### Instructions for the task
Reproduce the listing with "nonzero" substituted for every occurrence of "even-odd", changing nothing else.

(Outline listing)
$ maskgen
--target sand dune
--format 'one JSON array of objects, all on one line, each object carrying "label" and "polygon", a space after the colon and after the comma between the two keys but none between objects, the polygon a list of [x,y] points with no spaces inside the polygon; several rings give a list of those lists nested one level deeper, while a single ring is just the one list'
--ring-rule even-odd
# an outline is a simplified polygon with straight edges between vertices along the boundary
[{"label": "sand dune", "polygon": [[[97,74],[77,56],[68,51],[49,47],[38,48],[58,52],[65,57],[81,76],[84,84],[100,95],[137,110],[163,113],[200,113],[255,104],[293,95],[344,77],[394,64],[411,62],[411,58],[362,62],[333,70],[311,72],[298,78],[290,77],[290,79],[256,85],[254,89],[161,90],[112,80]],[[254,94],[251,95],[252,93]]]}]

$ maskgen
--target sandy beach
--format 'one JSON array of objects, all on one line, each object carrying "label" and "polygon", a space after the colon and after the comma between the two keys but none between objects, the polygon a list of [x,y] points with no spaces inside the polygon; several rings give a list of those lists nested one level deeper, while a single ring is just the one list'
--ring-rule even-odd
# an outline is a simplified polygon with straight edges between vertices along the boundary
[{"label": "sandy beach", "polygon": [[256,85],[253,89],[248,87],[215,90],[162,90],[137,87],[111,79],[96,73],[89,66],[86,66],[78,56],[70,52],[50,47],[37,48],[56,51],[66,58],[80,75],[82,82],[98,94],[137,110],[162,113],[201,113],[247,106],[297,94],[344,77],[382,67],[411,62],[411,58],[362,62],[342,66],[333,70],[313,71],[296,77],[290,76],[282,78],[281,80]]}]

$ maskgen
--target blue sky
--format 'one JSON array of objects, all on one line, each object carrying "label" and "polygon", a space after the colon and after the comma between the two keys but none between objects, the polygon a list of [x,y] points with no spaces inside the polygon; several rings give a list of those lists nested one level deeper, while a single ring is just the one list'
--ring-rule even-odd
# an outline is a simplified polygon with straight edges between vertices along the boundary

### Exercise answer
$ maskgen
--target sand dune
--format 'one JSON array of objects, all on one line, each object carrying "label" and "polygon", a space after the colon and after the comma between the two keys but none between objects, the polygon a list of [x,y] points with no spaces inside the polygon; several rings give a list of those lists nested one level deeper, while a single ring is just the one list'
--ring-rule nonzero
# an outline is a simplified polygon with straight edges between vertices along the boundary
[{"label": "sand dune", "polygon": [[[97,74],[77,56],[68,51],[49,47],[38,48],[58,52],[65,57],[81,76],[84,84],[100,95],[137,110],[163,113],[200,113],[255,104],[293,95],[344,77],[394,64],[411,62],[411,58],[362,62],[333,70],[311,72],[298,78],[290,77],[290,79],[256,85],[254,89],[161,90],[112,80]],[[254,94],[251,95],[252,93]]]}]

$ maskgen
--target sandy beach
--format 'one JSON array of objects, all on one line, each object carrying "label" and "polygon", a space after the colon and after the comma between the two keys but none between objects, the polygon a list of [x,y] points with no spaces inside the polygon; several rings give a list of those lists nested one level deeper, while a single ring is just the one list'
--ring-rule nonzero
# an outline is a simplified polygon with straight edges between vertices along the boundary
[{"label": "sandy beach", "polygon": [[256,85],[253,89],[248,87],[215,90],[162,90],[137,87],[111,79],[96,73],[89,66],[86,66],[78,56],[70,52],[50,47],[37,48],[56,51],[66,58],[80,75],[82,82],[98,94],[137,110],[162,113],[201,113],[247,106],[297,94],[344,77],[382,67],[411,62],[411,58],[362,62],[342,66],[333,70],[313,71],[296,77],[290,76],[282,78],[281,80]]}]

$ maskgen
--target blue sky
--format 'one JSON array of objects, all on one line, each object carrying "label" and "polygon", a space after the colon and after the comma between the two keys but none between objects, the polygon a list of [x,y] points with no spaces inside the polygon; several rings give a list of those lists nested one level deeper, while a single ring is just the one list'
--ring-rule nonzero
# an outline is a simplified polygon with straight edges between vertices along the boundary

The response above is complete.